*EXTRACT PROVIDED*.
I'm still of the 'simpler is better' school of thought, and while I've never seen this done with cards, it is rather a good idea!


----------



## orljustin (Sep 3, 2012)

Agree with the others.  Too many font sizes and shapes.  Too many places to go (I'm not even sure what to do with that Facebook line).  A free email.  You're the "proprietor"?  What, are you selling soap and pickles in a general store?  What's the back?  Is this an appointment card you give to people after they come to you, or is this something to hand out.

I'd keep working...


----------



## Derrel (Sep 3, 2012)

These days everybody is a graphic designer. These days everybody is a photographer. These days everybody is an advertising copywriter. These days everybody is a proprietor. These days everybody is a photo editor. These days everybody is a photo retoucher. These days anybody can design business cards at ye olde family PC. This card seems very appropriate for the era in which it was designed for.


----------



## KmH (Sep 3, 2012)

K.I.S.S. :thumbup:

"Less is more".

"Sell the sizzle, not the steak."

I would not use a colon (DGM 7 or anything else - DGM 7 Photography & Design (no s).
Logo/Ad/Custom Design.


----------



## 2WheelPhoto (Sep 3, 2012)

as long as it matches the background on the FB page it should be a hit and gain you droves of business opportunities


----------



## xyphoto (Sep 3, 2012)

Like everyone suggested, keep it simple. It's your work that will attract clients. Focus on your skills development.


----------



## jowensphoto (Sep 3, 2012)

Jaemie said:


> You note "Logo/Ad Design" among your services, yet you have no logo on your business card and the design is ho-hum basic business card style. You're not going to attract design customers with this level of design skill.

*DATA PROVIDED*.
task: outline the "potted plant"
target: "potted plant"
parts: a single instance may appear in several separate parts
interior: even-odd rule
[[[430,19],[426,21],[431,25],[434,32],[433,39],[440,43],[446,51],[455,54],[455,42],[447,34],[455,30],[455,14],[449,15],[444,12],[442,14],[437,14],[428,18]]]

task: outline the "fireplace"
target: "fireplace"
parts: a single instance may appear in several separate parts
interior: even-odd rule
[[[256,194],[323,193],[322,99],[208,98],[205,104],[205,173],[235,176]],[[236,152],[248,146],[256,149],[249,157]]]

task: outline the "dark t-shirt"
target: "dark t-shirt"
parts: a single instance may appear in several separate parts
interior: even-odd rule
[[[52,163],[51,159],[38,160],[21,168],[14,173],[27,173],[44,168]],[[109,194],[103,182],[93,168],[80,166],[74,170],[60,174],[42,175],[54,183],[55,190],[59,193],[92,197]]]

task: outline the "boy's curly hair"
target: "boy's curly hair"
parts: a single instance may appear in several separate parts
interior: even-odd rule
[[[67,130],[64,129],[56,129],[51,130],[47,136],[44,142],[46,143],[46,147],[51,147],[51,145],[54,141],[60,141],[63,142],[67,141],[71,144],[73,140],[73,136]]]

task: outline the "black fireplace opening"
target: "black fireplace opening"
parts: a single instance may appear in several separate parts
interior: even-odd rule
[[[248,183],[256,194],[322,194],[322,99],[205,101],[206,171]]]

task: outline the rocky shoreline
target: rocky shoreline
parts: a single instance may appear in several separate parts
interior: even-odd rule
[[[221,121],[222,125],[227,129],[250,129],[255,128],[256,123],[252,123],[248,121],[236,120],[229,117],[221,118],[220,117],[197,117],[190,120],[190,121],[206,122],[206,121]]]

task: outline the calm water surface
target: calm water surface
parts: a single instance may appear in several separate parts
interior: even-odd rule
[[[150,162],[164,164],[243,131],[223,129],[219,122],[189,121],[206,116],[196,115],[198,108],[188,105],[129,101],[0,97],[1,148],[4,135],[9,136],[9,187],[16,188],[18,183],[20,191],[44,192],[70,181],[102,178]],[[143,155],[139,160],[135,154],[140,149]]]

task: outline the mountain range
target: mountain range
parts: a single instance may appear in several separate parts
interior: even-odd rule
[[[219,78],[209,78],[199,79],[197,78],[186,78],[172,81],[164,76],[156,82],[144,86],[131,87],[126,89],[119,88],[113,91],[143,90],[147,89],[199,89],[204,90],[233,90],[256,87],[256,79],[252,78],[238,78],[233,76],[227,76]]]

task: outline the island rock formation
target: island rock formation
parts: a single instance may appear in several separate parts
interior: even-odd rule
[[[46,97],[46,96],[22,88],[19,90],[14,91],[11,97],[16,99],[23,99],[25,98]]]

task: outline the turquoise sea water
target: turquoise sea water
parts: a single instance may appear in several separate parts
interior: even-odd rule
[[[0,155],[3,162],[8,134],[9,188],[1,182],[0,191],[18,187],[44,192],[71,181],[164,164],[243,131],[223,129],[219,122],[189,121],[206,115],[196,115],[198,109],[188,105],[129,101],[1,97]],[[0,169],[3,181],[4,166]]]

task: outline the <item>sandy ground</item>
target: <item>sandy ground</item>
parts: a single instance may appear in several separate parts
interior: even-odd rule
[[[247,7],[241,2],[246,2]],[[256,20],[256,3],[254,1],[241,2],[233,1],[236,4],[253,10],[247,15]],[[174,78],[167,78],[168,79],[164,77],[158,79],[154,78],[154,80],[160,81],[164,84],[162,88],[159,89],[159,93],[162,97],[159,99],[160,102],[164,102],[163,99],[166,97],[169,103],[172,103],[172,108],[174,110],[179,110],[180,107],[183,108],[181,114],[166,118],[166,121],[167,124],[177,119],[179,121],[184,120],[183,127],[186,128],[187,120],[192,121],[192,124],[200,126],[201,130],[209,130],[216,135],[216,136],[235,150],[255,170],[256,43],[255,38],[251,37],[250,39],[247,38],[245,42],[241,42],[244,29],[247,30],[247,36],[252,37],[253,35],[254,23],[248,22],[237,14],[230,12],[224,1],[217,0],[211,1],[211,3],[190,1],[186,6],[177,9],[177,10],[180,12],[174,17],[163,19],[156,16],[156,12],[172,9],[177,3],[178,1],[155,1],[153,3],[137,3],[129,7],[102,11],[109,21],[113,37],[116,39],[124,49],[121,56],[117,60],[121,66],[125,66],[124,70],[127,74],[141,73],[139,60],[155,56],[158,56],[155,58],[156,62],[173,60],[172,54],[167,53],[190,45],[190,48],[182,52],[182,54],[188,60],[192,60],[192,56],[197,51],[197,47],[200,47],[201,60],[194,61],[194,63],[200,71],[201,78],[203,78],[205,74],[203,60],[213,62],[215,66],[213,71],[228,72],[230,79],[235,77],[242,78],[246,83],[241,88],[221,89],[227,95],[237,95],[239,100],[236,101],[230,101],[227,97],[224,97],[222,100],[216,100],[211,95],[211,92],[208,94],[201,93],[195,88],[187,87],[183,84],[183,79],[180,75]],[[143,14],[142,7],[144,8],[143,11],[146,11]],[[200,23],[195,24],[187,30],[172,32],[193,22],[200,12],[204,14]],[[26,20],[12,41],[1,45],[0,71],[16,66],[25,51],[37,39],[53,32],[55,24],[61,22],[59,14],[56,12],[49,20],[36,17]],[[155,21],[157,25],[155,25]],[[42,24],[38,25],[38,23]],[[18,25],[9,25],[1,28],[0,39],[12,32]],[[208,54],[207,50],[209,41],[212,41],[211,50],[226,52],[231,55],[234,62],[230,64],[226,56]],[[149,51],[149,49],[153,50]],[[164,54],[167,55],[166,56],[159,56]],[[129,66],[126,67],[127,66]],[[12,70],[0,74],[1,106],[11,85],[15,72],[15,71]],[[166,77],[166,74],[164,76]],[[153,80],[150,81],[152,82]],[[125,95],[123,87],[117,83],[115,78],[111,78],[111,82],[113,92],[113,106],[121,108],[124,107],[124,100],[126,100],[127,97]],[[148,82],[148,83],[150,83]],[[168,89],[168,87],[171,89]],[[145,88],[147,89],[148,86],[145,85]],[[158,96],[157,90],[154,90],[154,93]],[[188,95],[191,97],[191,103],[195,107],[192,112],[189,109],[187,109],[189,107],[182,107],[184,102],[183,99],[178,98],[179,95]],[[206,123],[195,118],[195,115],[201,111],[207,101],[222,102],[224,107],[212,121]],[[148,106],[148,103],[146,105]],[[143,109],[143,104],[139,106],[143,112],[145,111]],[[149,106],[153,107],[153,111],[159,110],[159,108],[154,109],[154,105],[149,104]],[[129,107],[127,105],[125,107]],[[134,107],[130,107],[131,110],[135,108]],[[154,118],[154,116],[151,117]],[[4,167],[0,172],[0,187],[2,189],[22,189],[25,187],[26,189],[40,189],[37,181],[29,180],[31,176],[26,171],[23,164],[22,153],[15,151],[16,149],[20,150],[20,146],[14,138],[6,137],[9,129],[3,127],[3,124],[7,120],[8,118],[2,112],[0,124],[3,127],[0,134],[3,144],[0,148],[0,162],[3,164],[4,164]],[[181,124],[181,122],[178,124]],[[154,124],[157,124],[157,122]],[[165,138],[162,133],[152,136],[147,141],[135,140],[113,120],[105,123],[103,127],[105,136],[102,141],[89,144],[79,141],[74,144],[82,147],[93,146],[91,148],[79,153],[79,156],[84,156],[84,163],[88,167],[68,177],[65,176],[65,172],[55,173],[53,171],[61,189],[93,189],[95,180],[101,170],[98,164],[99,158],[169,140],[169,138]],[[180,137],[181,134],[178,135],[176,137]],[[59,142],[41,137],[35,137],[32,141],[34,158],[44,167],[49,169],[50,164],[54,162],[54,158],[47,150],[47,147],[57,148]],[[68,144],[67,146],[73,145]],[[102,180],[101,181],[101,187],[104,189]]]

*JOB*.
Answer these questions from the forum thread:
(a) Which title on the card does orljustin question with the remark about selling soap and pickles in a general store?
(b) Which punctuation mark does KmH advise against using?
(c) According to xyphoto, what will attract clients?

*SOLUTION TO THE EXERCISE*.
(a) "Proprietor."
(b) A colon.
(c) The card owner's own work.